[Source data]
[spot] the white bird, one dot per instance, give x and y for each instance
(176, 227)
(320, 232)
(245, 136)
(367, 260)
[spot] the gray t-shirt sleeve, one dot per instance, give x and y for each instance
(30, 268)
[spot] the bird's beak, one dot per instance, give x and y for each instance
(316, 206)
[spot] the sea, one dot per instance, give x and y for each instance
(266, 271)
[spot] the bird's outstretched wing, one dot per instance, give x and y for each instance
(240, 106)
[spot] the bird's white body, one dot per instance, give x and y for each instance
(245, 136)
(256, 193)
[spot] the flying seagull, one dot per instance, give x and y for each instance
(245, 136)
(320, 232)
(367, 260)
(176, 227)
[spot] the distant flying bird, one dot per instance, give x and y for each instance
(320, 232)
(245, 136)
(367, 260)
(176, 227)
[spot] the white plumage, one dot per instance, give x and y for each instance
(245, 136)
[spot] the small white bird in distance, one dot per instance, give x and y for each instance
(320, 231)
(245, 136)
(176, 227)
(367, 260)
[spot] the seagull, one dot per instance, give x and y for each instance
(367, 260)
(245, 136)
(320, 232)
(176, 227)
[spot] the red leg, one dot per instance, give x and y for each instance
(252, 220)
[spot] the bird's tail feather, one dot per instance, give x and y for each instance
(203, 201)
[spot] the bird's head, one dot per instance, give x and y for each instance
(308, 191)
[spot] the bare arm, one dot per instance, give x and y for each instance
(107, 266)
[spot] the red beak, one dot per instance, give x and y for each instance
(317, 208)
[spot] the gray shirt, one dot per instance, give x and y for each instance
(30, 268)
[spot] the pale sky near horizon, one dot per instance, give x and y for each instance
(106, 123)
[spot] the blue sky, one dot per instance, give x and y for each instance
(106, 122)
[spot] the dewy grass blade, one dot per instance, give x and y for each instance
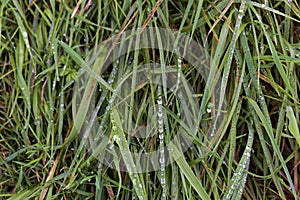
(188, 173)
(121, 140)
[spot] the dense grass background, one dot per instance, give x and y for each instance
(255, 47)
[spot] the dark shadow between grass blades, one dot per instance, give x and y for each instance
(97, 138)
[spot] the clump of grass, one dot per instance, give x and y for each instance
(254, 51)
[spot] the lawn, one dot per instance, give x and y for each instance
(166, 99)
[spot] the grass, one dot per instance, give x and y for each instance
(48, 48)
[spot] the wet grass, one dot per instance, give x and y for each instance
(254, 51)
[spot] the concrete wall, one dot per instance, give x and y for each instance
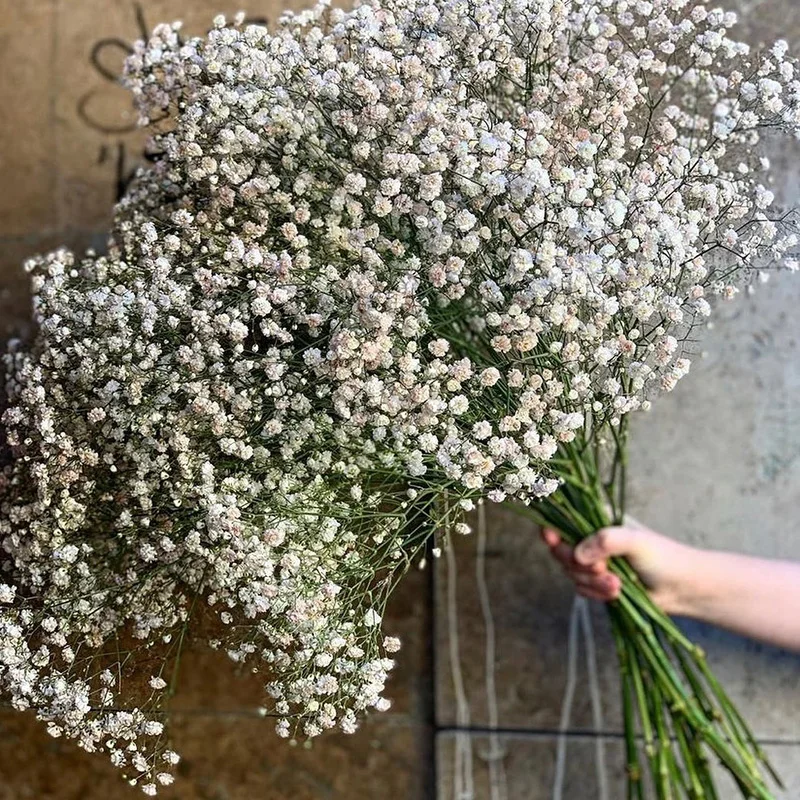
(718, 462)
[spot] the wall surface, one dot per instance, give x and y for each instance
(484, 705)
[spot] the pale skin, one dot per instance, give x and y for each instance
(754, 597)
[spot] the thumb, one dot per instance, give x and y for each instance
(602, 545)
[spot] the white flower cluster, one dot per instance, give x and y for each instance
(384, 254)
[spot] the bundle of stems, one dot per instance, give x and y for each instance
(676, 713)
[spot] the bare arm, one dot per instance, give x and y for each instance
(755, 597)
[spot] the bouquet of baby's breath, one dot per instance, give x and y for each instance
(389, 263)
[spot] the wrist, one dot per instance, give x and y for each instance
(695, 587)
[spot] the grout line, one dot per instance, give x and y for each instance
(432, 787)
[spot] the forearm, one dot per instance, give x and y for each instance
(755, 597)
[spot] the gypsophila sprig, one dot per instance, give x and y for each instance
(388, 263)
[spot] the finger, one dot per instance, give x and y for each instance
(551, 537)
(565, 555)
(604, 544)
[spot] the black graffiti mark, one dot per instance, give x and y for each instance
(124, 173)
(96, 58)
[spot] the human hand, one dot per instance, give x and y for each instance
(662, 564)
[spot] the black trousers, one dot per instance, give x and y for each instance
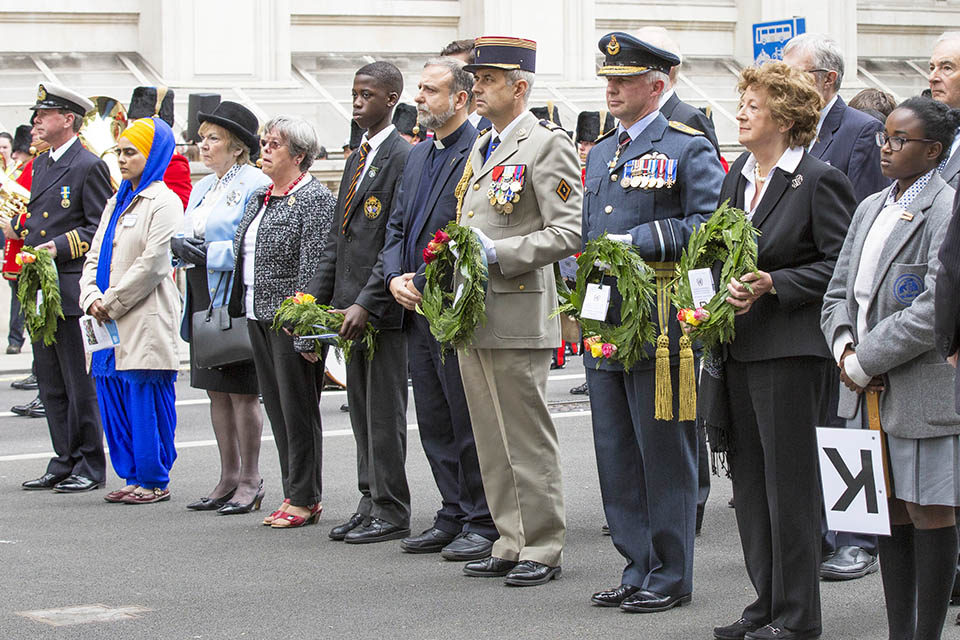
(377, 396)
(446, 433)
(774, 409)
(70, 398)
(290, 387)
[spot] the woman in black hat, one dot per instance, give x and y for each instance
(204, 248)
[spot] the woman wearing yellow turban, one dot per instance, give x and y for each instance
(127, 280)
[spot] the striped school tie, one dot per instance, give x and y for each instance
(352, 191)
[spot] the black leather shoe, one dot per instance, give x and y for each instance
(644, 601)
(529, 573)
(848, 563)
(76, 484)
(613, 597)
(37, 410)
(46, 481)
(430, 541)
(735, 631)
(341, 530)
(467, 546)
(211, 504)
(377, 531)
(776, 632)
(490, 567)
(25, 409)
(26, 384)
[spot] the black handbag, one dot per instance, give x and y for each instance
(219, 340)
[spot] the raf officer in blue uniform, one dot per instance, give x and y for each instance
(70, 188)
(647, 183)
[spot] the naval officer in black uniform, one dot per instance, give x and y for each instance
(70, 188)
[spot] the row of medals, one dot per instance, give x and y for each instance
(651, 171)
(503, 195)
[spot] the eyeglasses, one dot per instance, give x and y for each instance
(272, 144)
(896, 142)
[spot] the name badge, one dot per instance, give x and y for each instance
(596, 302)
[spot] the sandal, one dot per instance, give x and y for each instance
(288, 520)
(142, 495)
(118, 495)
(276, 514)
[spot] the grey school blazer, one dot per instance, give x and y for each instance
(918, 398)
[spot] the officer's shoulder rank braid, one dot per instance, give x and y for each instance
(679, 126)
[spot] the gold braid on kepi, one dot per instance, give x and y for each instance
(461, 190)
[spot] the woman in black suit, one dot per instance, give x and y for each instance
(772, 372)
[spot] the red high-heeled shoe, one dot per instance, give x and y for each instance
(287, 520)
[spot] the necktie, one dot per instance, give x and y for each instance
(352, 191)
(492, 147)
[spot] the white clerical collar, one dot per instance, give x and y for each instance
(378, 139)
(56, 154)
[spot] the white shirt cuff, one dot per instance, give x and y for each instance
(855, 372)
(840, 343)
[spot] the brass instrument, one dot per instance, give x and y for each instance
(100, 131)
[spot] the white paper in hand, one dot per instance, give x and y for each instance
(596, 302)
(98, 336)
(701, 286)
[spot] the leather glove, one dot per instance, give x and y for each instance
(488, 248)
(191, 250)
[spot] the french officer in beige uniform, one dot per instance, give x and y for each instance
(523, 199)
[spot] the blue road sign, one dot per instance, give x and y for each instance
(769, 38)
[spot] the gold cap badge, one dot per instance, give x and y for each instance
(613, 47)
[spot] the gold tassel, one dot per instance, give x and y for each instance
(663, 402)
(688, 382)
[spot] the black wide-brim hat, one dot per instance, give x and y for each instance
(238, 120)
(625, 55)
(500, 52)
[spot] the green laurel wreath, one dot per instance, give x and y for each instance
(454, 319)
(727, 237)
(635, 282)
(40, 275)
(304, 315)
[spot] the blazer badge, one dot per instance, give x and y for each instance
(504, 190)
(372, 208)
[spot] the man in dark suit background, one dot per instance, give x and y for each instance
(945, 87)
(463, 528)
(376, 389)
(846, 140)
(69, 190)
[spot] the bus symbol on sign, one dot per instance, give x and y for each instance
(769, 38)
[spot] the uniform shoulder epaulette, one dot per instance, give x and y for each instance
(690, 131)
(607, 134)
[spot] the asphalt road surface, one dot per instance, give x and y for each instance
(160, 571)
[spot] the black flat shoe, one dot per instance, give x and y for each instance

§ To do:
The records above should be reproduced exactly, with no pictures included.

§ The completed task:
[spot] the white bird, one dot per instance, give x and y for each instance
(176, 227)
(320, 232)
(245, 136)
(367, 260)
[spot] the gray t-shirt sleeve, one dot per instance, give x and y for each instance
(30, 268)
[spot] the bird's beak, one dot per instance, give x and y for each instance
(316, 206)
[spot] the sea, one dot per instance, give x and y for each instance
(266, 271)
[spot] the bird's outstretched wing, one dot per instance, give x and y for each instance
(240, 106)
[spot] the bird's white body, one dot per instance, give x and y for each instance
(245, 136)
(256, 193)
[spot] the flying seagull, one dot per instance, give x and y for each instance
(245, 136)
(320, 232)
(367, 260)
(176, 227)
[spot] the distant flying bird, one dot per instance, give x and y for each instance
(320, 232)
(245, 136)
(367, 260)
(176, 227)
[spot] the white plumage, one dot per instance, give x and y for each instance
(245, 136)
[spot] the small white bird in distance, one dot per instance, give x and y for each instance
(320, 231)
(245, 136)
(176, 227)
(367, 260)
[spot] the seagull, one dot per instance, give x and y for each instance
(367, 260)
(245, 136)
(320, 232)
(176, 227)
[spot] the red leg, one dot per instance, give x and y for each instance
(252, 220)
[spot] the bird's tail feather, one dot per instance, give x and y for each instance
(203, 201)
[spot] the bird's head, one dot per instance, give x and y for each instance
(308, 191)
[spot] the bare arm, one dot per instance, give x and y for each instance
(107, 266)
[spot] the red beak, one dot per instance, give x and y for each instance
(317, 208)
[spot] the gray shirt, one dot per instance, give x and y for each instance
(30, 268)
[spot] the pale sky near horizon, one dot per instance, give x and y for each instance
(106, 123)
[spot] the blue sky, one dot per instance, give x and y for each instance
(106, 122)
[spot] the dewy grass blade, one dot per instance, give x and y for each instance
(188, 173)
(121, 140)
[spot] the dense grass background, one dot per instance, give x and y for each instance
(255, 47)
[spot] the dark shadow between grass blades, one dot per instance, give x and y for each instance
(97, 138)
[spot] the clump of grass, one dot per instance, give x and y for each instance
(254, 51)
[spot] the lawn, one dot per instance, give x and y for each instance
(166, 99)
[spot] the grass, one dot per instance, give x and y for each instance
(48, 48)
[spot] the wet grass, one dot per instance, give x and y for each instance
(254, 51)
[spot] the concrete wall, one dot per instance, give x and y for each instance
(718, 462)
[spot] the wall surface, one dot per instance, give x and y for each instance
(484, 705)
[spot] the pale skin, one dot per instance, give x and y for each instance
(754, 597)
[spot] the thumb, one dot per instance, give x and y for each instance
(602, 545)
[spot] the white flower cluster, one dot per instance, give x and y for each instance
(384, 254)
[spot] the bundle of stems, one dot per instance, give x and y for each instance
(676, 713)
[spot] the bare arm, one dot per instance, give x and y for each instance
(755, 597)
[spot] the bouquet of baby's breath, one dot per instance, give x and y for each instance
(389, 263)
[spot] the wrist, one dot per instance, give x and y for each instance
(695, 587)
[spot] the grout line, one dot per instance, give x and y for each instance
(432, 787)
[spot] the forearm, one dot per instance, give x and y for each instance
(755, 597)
[spot] the gypsophila sprig, one dot per instance, give x and y for each instance
(388, 263)
[spot] the finger, one dot per instance, give x and y for each instance
(551, 537)
(565, 555)
(604, 544)
[spot] the black graffiti mark, one dot per instance, give x and y for each instance
(124, 173)
(96, 58)
[spot] the human hand, one dot per instance, give x and y for each instance
(662, 564)
[spot] the black trousers, one dot per instance, give x and y for each instance
(377, 396)
(446, 433)
(774, 409)
(70, 398)
(290, 387)
[spot] the woman in black hat, one dot per instance, give x and y for each instance
(204, 248)
[spot] the woman wearing yellow turban, one dot per instance, give x and y for each instance
(127, 280)
[spot] the striped school tie, one dot per instance, give x and y for each instance
(352, 191)
[spot] the black leather shoe, one dot per instance, give x and y for each instance
(644, 601)
(529, 573)
(848, 563)
(76, 484)
(613, 597)
(37, 410)
(46, 481)
(430, 541)
(735, 631)
(341, 530)
(467, 546)
(211, 504)
(377, 531)
(776, 632)
(490, 567)
(25, 409)
(26, 384)
[spot] the black handbag, one dot per instance, give x and y for each instance
(219, 340)
[spot] the raf officer in blue uniform, one dot per instance, give x and y for each instance
(70, 188)
(647, 183)
[spot] the naval officer in black uniform, one dot per instance, give x and y for each instance
(70, 188)
[spot] the row of medals, one dot per instance, give x and y for each instance
(651, 171)
(503, 195)
[spot] the eyeglasses, one dot per instance, give x and y for each instance
(272, 144)
(896, 142)
[spot] the name badge, one dot per instance, give x and y for each instance
(596, 302)
[spot] the sandal, one dot per instance, give x and y for each instance
(288, 520)
(142, 495)
(118, 495)
(276, 514)
[spot] the grey school blazer, one dot per instance, give x and y for each instance
(918, 398)
[spot] the officer's shoulder rank braid, one dot per instance, give x and y for each instance
(679, 126)
[spot] the gold braid on kepi, one dot per instance, give x and y for each instance
(461, 190)
[spot] the woman in black suit, one dot per instance, give x and y for each instance
(772, 372)
[spot] the red high-heeled shoe, one dot per instance, give x and y for each instance
(287, 520)
[spot] the necktie, one dot per instance, give x and y for each instance
(352, 191)
(492, 147)
[spot] the white clerical collar, one dot per instance, give x and y for each instance
(378, 139)
(56, 154)
[spot] the white shirt cuff, one dot per instance, give x and y for each instance
(855, 372)
(840, 343)
[spot] the brass instrument, one dot per instance, give x and y for each instance
(100, 131)
[spot] the white paper in hand, one dot per instance, give x and y for each instance
(596, 302)
(98, 336)
(701, 286)
[spot] the leather glove, one dot per instance, give x and y for each instance
(488, 248)
(191, 250)
[spot] the french officer in beige uniform, one dot per instance, give x and y for each instance
(523, 199)
[spot] the blue road sign, one dot per instance, give x and y for each instance
(769, 38)
[spot] the gold cap badge, one dot per instance, give x and y for each instance
(613, 47)
[spot] the gold tassel, one dot per instance, give x and y for each instance
(663, 402)
(688, 382)
[spot] the black wide-brim hat, one dot per instance, give x and y for each instance
(238, 120)
(625, 55)
(500, 52)
[spot] the green laurel wreath, one dot per instance, give x and y for each instance
(454, 319)
(727, 237)
(635, 282)
(40, 275)
(304, 315)
[spot] the blazer badge, one dot per instance, give x and y for each instance
(504, 190)
(372, 208)
[spot] the man in dark suit background, one dot per instance, give x and y for each instance
(945, 87)
(463, 528)
(376, 389)
(846, 140)
(69, 190)
[spot] the bus symbol on sign, one dot per instance, give x and y for each instance
(769, 38)
[spot] the uniform shoulder epaulette, one dot per instance, give x and y for each instance
(690, 131)
(607, 134)
[spot] the asphalt road surface, one dot per instance, give x and y for each instance
(160, 571)
[spot] the black flat shoe, one dot per instance, give x and y for each instance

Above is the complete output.